[Records of labeled points]
# # # # # # #

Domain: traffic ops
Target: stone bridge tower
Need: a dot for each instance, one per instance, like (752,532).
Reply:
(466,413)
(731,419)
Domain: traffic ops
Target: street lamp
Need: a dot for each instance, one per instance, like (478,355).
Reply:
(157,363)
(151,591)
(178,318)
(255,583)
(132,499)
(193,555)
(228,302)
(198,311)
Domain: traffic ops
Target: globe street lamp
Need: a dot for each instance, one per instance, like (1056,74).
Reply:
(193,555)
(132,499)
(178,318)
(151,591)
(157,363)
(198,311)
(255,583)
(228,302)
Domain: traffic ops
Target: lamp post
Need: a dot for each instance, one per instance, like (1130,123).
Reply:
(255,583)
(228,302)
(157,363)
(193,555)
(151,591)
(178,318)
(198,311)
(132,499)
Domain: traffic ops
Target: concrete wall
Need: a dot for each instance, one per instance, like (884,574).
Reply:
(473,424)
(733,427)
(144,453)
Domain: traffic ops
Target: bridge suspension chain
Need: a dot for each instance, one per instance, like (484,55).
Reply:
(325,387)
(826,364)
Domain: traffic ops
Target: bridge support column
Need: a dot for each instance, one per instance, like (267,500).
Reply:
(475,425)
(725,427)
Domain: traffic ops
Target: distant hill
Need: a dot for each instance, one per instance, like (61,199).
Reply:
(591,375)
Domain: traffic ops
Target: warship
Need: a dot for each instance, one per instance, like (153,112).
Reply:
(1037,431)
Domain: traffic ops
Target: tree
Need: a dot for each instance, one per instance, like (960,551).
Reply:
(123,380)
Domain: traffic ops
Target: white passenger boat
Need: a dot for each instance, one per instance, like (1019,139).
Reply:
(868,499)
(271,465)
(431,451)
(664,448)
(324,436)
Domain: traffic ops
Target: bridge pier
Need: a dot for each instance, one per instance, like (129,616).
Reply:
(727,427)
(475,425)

# # # # # # #

Take the data above and return it exactly.

Domain: traffic ops
Target: stone bridge tower
Need: a dot for each instance, one per instance, like (752,532).
Reply:
(466,413)
(731,419)
Domain: traffic ops
Target: street lamp
Need: a dot for each instance, one per instance, like (478,355).
Reply:
(157,363)
(151,591)
(178,318)
(255,583)
(132,499)
(193,555)
(228,302)
(198,311)
Domain: traffic ops
Target: globe street lamp
Need: a dot for each instance, one per instance, like (1056,74).
Reply:
(193,555)
(132,499)
(178,318)
(151,591)
(157,363)
(198,311)
(255,583)
(228,302)
Domain: traffic ops
Target: lamp post
Need: a dot for each instance, one per instance, like (1130,123).
Reply:
(255,583)
(228,302)
(157,363)
(193,555)
(151,591)
(178,318)
(198,311)
(132,499)
Domain: traffic ops
Target: concrete wall
Need: a dot for each instance, one per instance, like (884,574).
Reply:
(473,424)
(733,427)
(144,453)
Domain: traffic ops
Target: bridge suspension chain
Need: a dot for each instance, one per instance, like (484,55).
Reply:
(325,387)
(826,364)
Domain: traffic ops
Target: bridge support column
Need: a dot for each instance, one per instance, like (267,500).
Reply:
(475,425)
(725,427)
Domain: traffic ops
Target: distant hill
Need: a dot for each instance, one per instance, like (61,199).
Reply:
(591,375)
Domain: traffic ops
Target: warship
Need: a dot for each instance, one per instance, like (153,112).
Reply:
(1037,431)
Domain: traffic ops
Target: tree
Need: a dot for each instance, one per instance, like (960,551).
Reply:
(123,380)
Domain: traffic ops
Target: white passenger boat
Need: a dot for each instance, one per instance, like (1019,139).
Reply:
(868,499)
(271,465)
(431,451)
(664,448)
(324,436)
Domain: traffic ops
Target: bridge pier
Need: a dot for each instance, one per instance, like (129,616).
Reply:
(727,427)
(475,425)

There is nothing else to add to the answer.